■ **WHAT TO WORK ON**: List every line of the material below that contains the string "window", copying each line in full.

■ **AVAILABLE RECORDS**:

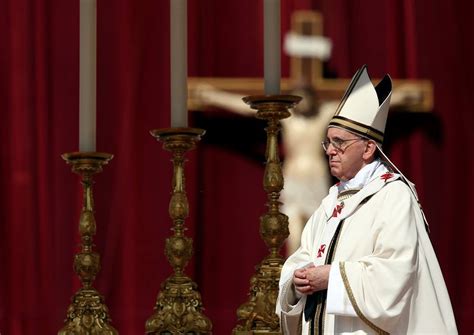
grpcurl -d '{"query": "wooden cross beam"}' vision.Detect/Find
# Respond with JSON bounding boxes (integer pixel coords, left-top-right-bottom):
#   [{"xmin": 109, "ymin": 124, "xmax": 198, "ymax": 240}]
[{"xmin": 188, "ymin": 11, "xmax": 433, "ymax": 112}]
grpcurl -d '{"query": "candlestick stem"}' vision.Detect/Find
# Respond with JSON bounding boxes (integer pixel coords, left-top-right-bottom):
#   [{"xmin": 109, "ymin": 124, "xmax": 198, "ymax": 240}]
[
  {"xmin": 145, "ymin": 128, "xmax": 212, "ymax": 334},
  {"xmin": 233, "ymin": 95, "xmax": 301, "ymax": 335},
  {"xmin": 58, "ymin": 152, "xmax": 118, "ymax": 335}
]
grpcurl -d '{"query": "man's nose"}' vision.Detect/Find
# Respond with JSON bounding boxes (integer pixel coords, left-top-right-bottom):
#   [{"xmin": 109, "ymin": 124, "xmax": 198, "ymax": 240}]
[{"xmin": 326, "ymin": 142, "xmax": 337, "ymax": 156}]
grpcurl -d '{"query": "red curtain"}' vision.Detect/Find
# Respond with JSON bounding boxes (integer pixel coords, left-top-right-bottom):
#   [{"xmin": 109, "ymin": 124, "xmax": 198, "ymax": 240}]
[{"xmin": 0, "ymin": 0, "xmax": 474, "ymax": 334}]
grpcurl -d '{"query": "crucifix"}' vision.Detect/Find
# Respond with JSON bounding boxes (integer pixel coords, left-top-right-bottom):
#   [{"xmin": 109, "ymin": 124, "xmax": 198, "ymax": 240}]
[{"xmin": 188, "ymin": 11, "xmax": 433, "ymax": 112}]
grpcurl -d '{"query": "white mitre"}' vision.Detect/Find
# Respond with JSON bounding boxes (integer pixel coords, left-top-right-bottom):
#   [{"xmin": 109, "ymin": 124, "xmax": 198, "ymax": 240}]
[
  {"xmin": 328, "ymin": 65, "xmax": 428, "ymax": 226},
  {"xmin": 328, "ymin": 65, "xmax": 392, "ymax": 145}
]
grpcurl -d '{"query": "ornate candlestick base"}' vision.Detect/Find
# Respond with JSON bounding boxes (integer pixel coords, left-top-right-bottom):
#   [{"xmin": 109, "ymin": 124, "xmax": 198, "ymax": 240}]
[
  {"xmin": 233, "ymin": 95, "xmax": 301, "ymax": 335},
  {"xmin": 58, "ymin": 152, "xmax": 118, "ymax": 335},
  {"xmin": 145, "ymin": 128, "xmax": 212, "ymax": 334}
]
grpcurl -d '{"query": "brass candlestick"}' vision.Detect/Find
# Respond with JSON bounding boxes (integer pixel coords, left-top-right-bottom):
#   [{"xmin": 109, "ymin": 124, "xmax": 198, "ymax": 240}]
[
  {"xmin": 58, "ymin": 152, "xmax": 118, "ymax": 335},
  {"xmin": 145, "ymin": 128, "xmax": 212, "ymax": 334},
  {"xmin": 233, "ymin": 95, "xmax": 301, "ymax": 335}
]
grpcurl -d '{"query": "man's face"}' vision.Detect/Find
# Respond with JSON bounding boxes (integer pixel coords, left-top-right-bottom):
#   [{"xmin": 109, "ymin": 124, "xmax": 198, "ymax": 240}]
[{"xmin": 326, "ymin": 128, "xmax": 367, "ymax": 181}]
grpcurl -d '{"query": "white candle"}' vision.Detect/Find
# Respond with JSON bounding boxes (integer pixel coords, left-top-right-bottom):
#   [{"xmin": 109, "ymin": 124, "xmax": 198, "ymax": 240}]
[
  {"xmin": 170, "ymin": 0, "xmax": 188, "ymax": 127},
  {"xmin": 79, "ymin": 0, "xmax": 97, "ymax": 151},
  {"xmin": 263, "ymin": 0, "xmax": 281, "ymax": 94}
]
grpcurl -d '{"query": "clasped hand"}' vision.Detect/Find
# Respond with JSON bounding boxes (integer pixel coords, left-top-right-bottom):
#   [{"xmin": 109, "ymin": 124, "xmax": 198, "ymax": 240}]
[{"xmin": 293, "ymin": 264, "xmax": 331, "ymax": 294}]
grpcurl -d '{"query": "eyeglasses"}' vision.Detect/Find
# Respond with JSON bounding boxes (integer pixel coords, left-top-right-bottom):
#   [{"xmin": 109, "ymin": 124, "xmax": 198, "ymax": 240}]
[{"xmin": 321, "ymin": 137, "xmax": 363, "ymax": 152}]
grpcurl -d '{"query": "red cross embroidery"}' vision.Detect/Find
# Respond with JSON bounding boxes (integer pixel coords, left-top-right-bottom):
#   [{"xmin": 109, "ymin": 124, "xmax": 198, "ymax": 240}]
[
  {"xmin": 316, "ymin": 244, "xmax": 326, "ymax": 258},
  {"xmin": 332, "ymin": 205, "xmax": 344, "ymax": 218},
  {"xmin": 380, "ymin": 172, "xmax": 393, "ymax": 182}
]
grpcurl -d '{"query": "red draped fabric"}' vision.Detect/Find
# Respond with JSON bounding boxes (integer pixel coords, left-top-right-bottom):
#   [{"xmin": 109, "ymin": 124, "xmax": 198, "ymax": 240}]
[{"xmin": 0, "ymin": 0, "xmax": 474, "ymax": 335}]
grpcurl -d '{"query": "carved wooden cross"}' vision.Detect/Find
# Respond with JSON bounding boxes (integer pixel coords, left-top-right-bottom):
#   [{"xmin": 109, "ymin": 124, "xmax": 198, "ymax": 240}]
[{"xmin": 188, "ymin": 11, "xmax": 433, "ymax": 112}]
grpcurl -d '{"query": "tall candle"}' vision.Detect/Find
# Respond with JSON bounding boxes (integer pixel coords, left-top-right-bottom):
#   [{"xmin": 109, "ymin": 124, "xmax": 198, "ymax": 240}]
[
  {"xmin": 170, "ymin": 0, "xmax": 188, "ymax": 127},
  {"xmin": 79, "ymin": 0, "xmax": 97, "ymax": 151},
  {"xmin": 263, "ymin": 0, "xmax": 281, "ymax": 94}
]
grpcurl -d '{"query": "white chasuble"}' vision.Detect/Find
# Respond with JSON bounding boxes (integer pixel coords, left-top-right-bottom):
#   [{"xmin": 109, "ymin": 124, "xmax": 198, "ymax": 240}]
[{"xmin": 277, "ymin": 169, "xmax": 457, "ymax": 335}]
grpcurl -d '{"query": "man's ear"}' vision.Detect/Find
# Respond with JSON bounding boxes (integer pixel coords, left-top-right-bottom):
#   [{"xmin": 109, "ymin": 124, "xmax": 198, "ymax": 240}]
[{"xmin": 362, "ymin": 140, "xmax": 377, "ymax": 160}]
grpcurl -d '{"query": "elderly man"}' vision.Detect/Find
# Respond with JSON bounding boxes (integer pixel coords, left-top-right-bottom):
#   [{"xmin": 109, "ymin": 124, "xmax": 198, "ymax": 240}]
[{"xmin": 277, "ymin": 66, "xmax": 457, "ymax": 335}]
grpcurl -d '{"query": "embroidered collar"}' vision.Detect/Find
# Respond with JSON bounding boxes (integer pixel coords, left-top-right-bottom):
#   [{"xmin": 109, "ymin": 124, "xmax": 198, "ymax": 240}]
[{"xmin": 337, "ymin": 188, "xmax": 361, "ymax": 201}]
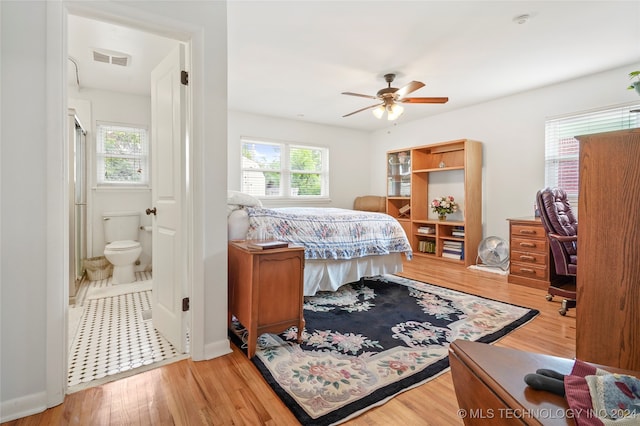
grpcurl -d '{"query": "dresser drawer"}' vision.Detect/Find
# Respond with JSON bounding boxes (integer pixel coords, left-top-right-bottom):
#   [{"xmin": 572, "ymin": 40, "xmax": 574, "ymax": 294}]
[
  {"xmin": 509, "ymin": 263, "xmax": 547, "ymax": 280},
  {"xmin": 511, "ymin": 225, "xmax": 547, "ymax": 239},
  {"xmin": 511, "ymin": 237, "xmax": 548, "ymax": 253},
  {"xmin": 510, "ymin": 250, "xmax": 548, "ymax": 268}
]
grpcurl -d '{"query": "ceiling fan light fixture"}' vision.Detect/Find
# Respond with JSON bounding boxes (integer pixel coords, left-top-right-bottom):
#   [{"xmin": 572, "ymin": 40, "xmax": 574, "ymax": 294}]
[
  {"xmin": 371, "ymin": 105, "xmax": 386, "ymax": 120},
  {"xmin": 387, "ymin": 104, "xmax": 404, "ymax": 121}
]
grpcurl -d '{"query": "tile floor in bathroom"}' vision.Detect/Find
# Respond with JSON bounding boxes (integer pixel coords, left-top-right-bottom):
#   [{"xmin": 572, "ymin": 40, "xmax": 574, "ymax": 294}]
[{"xmin": 68, "ymin": 272, "xmax": 181, "ymax": 392}]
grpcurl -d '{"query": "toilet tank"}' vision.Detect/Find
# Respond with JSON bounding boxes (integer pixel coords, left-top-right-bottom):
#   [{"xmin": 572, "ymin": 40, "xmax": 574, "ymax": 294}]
[{"xmin": 102, "ymin": 212, "xmax": 140, "ymax": 244}]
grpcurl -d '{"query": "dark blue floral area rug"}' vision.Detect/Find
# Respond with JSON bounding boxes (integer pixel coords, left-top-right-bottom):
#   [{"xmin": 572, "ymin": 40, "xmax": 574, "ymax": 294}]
[{"xmin": 228, "ymin": 275, "xmax": 539, "ymax": 425}]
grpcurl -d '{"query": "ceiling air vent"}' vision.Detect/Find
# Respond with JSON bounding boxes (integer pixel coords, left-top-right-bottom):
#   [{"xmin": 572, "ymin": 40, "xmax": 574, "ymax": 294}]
[{"xmin": 91, "ymin": 49, "xmax": 131, "ymax": 67}]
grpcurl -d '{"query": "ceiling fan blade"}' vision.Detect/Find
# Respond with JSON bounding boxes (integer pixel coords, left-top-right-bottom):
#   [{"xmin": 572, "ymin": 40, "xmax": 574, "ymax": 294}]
[
  {"xmin": 342, "ymin": 92, "xmax": 378, "ymax": 99},
  {"xmin": 398, "ymin": 98, "xmax": 449, "ymax": 104},
  {"xmin": 342, "ymin": 103, "xmax": 384, "ymax": 118},
  {"xmin": 396, "ymin": 81, "xmax": 424, "ymax": 98}
]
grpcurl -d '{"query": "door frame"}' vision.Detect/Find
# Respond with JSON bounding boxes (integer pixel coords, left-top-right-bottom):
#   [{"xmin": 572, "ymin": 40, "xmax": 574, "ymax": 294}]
[{"xmin": 46, "ymin": 0, "xmax": 205, "ymax": 407}]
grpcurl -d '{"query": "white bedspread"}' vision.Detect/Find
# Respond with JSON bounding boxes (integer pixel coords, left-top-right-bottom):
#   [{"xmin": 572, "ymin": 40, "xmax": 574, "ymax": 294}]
[{"xmin": 245, "ymin": 207, "xmax": 412, "ymax": 260}]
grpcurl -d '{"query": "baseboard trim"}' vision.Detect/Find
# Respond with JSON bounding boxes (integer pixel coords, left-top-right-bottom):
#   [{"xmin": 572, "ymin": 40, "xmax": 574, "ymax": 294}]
[
  {"xmin": 204, "ymin": 339, "xmax": 232, "ymax": 359},
  {"xmin": 0, "ymin": 392, "xmax": 48, "ymax": 423}
]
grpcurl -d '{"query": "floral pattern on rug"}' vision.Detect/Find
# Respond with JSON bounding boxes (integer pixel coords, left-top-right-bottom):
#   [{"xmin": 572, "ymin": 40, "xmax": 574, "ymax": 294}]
[{"xmin": 230, "ymin": 275, "xmax": 537, "ymax": 425}]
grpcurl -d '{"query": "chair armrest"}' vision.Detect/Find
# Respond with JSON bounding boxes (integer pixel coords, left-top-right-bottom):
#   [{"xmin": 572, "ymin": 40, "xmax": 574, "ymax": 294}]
[{"xmin": 549, "ymin": 232, "xmax": 578, "ymax": 243}]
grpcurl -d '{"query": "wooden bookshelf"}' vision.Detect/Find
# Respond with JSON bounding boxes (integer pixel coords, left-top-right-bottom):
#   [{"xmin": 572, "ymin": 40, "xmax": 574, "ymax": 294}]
[{"xmin": 386, "ymin": 139, "xmax": 482, "ymax": 266}]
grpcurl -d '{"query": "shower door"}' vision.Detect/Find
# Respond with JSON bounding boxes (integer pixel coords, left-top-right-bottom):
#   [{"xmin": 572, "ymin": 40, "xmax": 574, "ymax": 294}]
[{"xmin": 69, "ymin": 110, "xmax": 87, "ymax": 297}]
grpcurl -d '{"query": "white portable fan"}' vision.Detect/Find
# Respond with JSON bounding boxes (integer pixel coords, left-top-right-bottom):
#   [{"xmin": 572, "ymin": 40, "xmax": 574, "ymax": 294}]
[{"xmin": 476, "ymin": 237, "xmax": 509, "ymax": 271}]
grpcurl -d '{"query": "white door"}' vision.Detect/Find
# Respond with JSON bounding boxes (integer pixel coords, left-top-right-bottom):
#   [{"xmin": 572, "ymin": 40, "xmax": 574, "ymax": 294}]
[{"xmin": 148, "ymin": 44, "xmax": 188, "ymax": 353}]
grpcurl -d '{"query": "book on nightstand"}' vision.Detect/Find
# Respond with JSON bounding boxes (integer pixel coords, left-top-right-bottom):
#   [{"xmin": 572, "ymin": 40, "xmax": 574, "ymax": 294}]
[{"xmin": 247, "ymin": 240, "xmax": 289, "ymax": 250}]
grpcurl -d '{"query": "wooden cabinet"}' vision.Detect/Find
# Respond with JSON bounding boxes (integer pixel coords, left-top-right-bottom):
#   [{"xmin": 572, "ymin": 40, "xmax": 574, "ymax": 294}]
[
  {"xmin": 228, "ymin": 242, "xmax": 304, "ymax": 358},
  {"xmin": 387, "ymin": 139, "xmax": 482, "ymax": 266},
  {"xmin": 576, "ymin": 129, "xmax": 640, "ymax": 370},
  {"xmin": 508, "ymin": 217, "xmax": 555, "ymax": 290},
  {"xmin": 449, "ymin": 340, "xmax": 640, "ymax": 426}
]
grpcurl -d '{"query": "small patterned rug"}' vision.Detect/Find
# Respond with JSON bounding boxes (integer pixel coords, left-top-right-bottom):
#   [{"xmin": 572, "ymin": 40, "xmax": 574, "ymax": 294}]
[
  {"xmin": 68, "ymin": 290, "xmax": 182, "ymax": 393},
  {"xmin": 231, "ymin": 275, "xmax": 539, "ymax": 425}
]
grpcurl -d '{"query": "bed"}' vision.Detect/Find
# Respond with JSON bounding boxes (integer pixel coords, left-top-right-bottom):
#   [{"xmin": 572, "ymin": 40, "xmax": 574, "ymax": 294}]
[{"xmin": 227, "ymin": 193, "xmax": 412, "ymax": 296}]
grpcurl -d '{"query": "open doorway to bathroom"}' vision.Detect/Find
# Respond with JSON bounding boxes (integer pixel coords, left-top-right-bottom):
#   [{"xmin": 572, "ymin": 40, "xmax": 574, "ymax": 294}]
[{"xmin": 67, "ymin": 15, "xmax": 187, "ymax": 392}]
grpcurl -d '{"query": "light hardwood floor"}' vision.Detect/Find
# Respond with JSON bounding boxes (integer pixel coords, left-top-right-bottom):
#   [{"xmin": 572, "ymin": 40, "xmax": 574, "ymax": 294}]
[{"xmin": 6, "ymin": 262, "xmax": 576, "ymax": 426}]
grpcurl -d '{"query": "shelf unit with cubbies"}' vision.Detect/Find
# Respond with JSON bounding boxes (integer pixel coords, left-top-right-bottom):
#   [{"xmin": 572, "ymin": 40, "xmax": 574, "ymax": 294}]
[{"xmin": 387, "ymin": 139, "xmax": 482, "ymax": 266}]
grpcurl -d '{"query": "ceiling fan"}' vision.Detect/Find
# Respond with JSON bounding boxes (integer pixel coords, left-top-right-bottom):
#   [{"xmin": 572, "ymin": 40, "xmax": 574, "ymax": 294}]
[{"xmin": 342, "ymin": 74, "xmax": 449, "ymax": 120}]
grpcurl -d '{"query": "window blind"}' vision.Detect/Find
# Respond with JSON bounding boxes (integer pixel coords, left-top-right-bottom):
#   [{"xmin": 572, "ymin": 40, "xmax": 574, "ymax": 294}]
[{"xmin": 545, "ymin": 102, "xmax": 640, "ymax": 200}]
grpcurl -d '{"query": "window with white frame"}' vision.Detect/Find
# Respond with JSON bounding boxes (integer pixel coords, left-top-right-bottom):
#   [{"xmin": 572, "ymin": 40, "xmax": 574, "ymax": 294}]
[
  {"xmin": 96, "ymin": 123, "xmax": 149, "ymax": 186},
  {"xmin": 241, "ymin": 137, "xmax": 329, "ymax": 199},
  {"xmin": 545, "ymin": 102, "xmax": 640, "ymax": 201}
]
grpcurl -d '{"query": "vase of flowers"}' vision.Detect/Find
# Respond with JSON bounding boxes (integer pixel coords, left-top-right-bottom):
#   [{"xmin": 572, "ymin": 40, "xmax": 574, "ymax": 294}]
[{"xmin": 431, "ymin": 195, "xmax": 458, "ymax": 220}]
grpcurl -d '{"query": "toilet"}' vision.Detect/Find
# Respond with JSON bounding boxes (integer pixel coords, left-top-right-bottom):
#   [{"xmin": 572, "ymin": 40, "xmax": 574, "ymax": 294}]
[{"xmin": 102, "ymin": 212, "xmax": 142, "ymax": 284}]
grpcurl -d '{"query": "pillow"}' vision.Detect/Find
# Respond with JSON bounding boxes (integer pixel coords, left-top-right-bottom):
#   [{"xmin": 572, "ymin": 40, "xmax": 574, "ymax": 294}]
[{"xmin": 227, "ymin": 190, "xmax": 262, "ymax": 207}]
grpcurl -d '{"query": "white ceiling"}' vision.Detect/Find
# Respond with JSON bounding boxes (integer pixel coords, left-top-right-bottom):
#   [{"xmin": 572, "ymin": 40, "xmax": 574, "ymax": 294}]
[{"xmin": 69, "ymin": 0, "xmax": 640, "ymax": 131}]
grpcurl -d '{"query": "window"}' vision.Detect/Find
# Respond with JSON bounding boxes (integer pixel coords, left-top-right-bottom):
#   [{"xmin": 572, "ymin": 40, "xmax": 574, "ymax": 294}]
[
  {"xmin": 96, "ymin": 123, "xmax": 149, "ymax": 185},
  {"xmin": 241, "ymin": 138, "xmax": 329, "ymax": 198},
  {"xmin": 544, "ymin": 103, "xmax": 640, "ymax": 200}
]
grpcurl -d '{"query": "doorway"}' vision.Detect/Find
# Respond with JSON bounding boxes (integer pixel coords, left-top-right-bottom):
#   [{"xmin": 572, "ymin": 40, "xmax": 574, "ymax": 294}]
[{"xmin": 67, "ymin": 14, "xmax": 188, "ymax": 392}]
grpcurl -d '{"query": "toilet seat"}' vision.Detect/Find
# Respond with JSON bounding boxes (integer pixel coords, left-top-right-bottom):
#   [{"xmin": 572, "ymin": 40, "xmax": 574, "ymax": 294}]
[{"xmin": 105, "ymin": 240, "xmax": 140, "ymax": 251}]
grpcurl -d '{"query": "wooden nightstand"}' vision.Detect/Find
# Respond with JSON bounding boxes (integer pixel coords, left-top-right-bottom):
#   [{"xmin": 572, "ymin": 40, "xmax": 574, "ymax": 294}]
[{"xmin": 228, "ymin": 241, "xmax": 304, "ymax": 358}]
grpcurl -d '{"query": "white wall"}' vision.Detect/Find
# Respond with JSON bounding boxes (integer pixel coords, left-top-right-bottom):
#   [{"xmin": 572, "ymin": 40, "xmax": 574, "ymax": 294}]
[
  {"xmin": 370, "ymin": 65, "xmax": 640, "ymax": 239},
  {"xmin": 0, "ymin": 1, "xmax": 48, "ymax": 412},
  {"xmin": 0, "ymin": 0, "xmax": 229, "ymax": 421},
  {"xmin": 68, "ymin": 89, "xmax": 154, "ymax": 270},
  {"xmin": 227, "ymin": 111, "xmax": 370, "ymax": 208}
]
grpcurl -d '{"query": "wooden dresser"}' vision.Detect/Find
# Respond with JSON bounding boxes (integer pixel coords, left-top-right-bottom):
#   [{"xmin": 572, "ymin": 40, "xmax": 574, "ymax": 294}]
[
  {"xmin": 449, "ymin": 340, "xmax": 640, "ymax": 426},
  {"xmin": 508, "ymin": 217, "xmax": 555, "ymax": 290},
  {"xmin": 576, "ymin": 129, "xmax": 640, "ymax": 370},
  {"xmin": 228, "ymin": 241, "xmax": 304, "ymax": 358}
]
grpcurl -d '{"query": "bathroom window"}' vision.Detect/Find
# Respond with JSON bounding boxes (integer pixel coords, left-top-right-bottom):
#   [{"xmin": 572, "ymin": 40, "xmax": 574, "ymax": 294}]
[{"xmin": 96, "ymin": 123, "xmax": 149, "ymax": 186}]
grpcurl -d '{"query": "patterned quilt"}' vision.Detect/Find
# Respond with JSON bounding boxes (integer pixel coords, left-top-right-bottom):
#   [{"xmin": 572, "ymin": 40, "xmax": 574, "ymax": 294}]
[{"xmin": 246, "ymin": 207, "xmax": 412, "ymax": 259}]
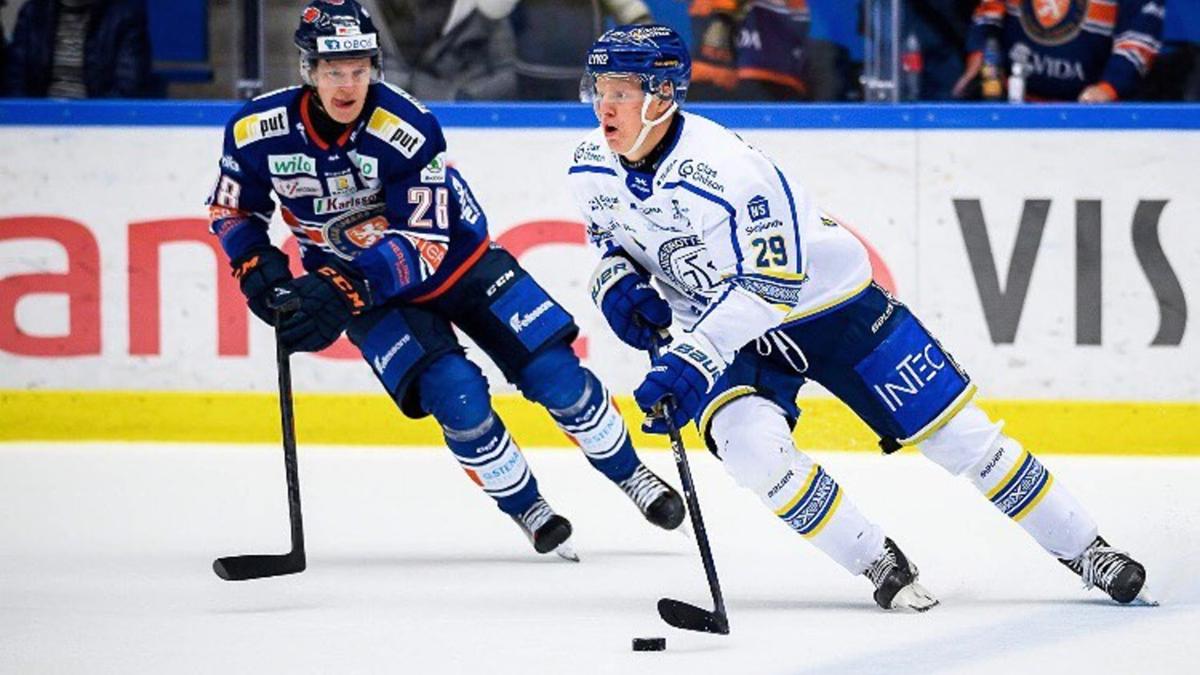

■ **THE SOLUTION**:
grpcurl -d '{"query": "window blind"}' vision.Detect/Find
grpcurl -d '{"query": "window with white frame"}' vision.Detect/Find
grpcurl -d '{"query": "window"}' vision.Detect/Find
grpcurl -d '{"query": "bathroom window"}' vision.Detect/Find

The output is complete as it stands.